*ARTICLE*.
SAP’s cloud transformation and shared-responsibility risks
Digital transformation in Polish enterprises is inseparable from the migration of key systems to cloud solutions such as RISE with SAP or SAP Business Technology Platform (BTP). Modern IT environments increasingly combine on-premise systems and cloud services, changing the way organisations build operational resilience, meet regulatory requirements and safeguard the integrity of critical business data.
At the same time, the scale of threats is growing. In 2024, Poland’s Ministry of Digital Affairs recorded as many as 627,339 reports of breaches affecting ICT systems, an increase of 60% compared to the previous year. Polish companies are targeted by hacking attacks more than 250 times a day, placing Poland among the five most attacked countries in the European Union. In 2024, attacks using social engineering techniques supported by generative artificial intelligence increased by 442%.
One example involves an organisation that implemented SAP S/4HANA Cloud without a clear understanding of the division of responsibilities. A misconfiguration of access policies and a lack of regular event monitoring allowed a leak of personal data and a breach of GDPR principles. The audit clearly showed: SAP was responsible for the infrastructure, but the client had neglected its share of responsibility for identity management and audits. Such situations also occur in Poland – companies convinced that the cloud provider ensures comprehensive protection lose vigilance and fall into the trap of false assumptions.

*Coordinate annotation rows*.
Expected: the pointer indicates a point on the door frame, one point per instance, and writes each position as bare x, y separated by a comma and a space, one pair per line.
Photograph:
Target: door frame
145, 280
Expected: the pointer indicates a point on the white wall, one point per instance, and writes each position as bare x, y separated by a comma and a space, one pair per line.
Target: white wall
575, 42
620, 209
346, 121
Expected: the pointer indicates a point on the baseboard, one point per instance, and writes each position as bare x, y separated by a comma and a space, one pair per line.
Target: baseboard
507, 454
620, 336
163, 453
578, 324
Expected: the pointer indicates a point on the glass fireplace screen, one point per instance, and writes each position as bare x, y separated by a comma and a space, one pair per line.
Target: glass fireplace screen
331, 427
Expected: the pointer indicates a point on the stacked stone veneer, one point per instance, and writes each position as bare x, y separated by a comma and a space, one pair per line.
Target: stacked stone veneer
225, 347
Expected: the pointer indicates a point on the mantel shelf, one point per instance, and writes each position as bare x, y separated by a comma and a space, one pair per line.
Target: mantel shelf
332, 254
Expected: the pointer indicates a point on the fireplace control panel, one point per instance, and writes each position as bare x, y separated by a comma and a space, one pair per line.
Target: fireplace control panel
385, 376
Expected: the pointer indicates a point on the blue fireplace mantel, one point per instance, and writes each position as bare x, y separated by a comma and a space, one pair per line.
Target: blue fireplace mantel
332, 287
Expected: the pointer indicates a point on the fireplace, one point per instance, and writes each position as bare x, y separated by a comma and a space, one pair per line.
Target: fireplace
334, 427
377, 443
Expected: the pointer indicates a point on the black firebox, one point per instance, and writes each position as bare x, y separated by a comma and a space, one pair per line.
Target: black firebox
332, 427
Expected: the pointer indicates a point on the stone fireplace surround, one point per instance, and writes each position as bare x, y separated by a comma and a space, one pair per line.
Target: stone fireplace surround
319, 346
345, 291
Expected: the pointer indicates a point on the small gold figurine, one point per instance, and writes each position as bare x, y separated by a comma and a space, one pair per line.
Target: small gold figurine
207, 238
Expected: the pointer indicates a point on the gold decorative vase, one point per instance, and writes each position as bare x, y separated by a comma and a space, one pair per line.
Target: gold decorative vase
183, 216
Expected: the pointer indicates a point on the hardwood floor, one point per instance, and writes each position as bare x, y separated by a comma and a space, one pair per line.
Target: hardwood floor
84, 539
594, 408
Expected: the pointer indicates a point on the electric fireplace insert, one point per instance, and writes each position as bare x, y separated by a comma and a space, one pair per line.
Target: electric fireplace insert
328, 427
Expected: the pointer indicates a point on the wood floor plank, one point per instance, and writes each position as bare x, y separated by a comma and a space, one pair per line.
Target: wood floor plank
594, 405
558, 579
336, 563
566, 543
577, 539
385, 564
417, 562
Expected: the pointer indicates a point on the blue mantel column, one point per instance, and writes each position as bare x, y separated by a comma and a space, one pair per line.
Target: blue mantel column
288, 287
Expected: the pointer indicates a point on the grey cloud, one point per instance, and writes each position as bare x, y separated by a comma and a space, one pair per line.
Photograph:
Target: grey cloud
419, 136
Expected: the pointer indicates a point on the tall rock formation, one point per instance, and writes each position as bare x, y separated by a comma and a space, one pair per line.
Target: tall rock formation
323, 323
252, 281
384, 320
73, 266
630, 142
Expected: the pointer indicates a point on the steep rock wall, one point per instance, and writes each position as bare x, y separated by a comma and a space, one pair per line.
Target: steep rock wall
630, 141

*TASKS AND EXERCISES*.
1/ According to the article, by what percentage did social engineering attacks supported by generative artificial intelligence increase in 2024?
2/ Summarize the article in two sentences.

*SOLVED PROBLEMS*.
1/ By 442%.

2/ Polish enterprises are moving key systems to SAP cloud solutions as threats grow, with 627,339 breach reports recorded in 2024 and Polish companies hit by hacking attacks more than 250 times a day. In one case, an organization running SAP S/4HANA Cloud misconfigured access policies and skipped regular event monitoring, which led to a personal data leak, showing how companies that assume the cloud provider handles all protection neglect their own share of responsibility.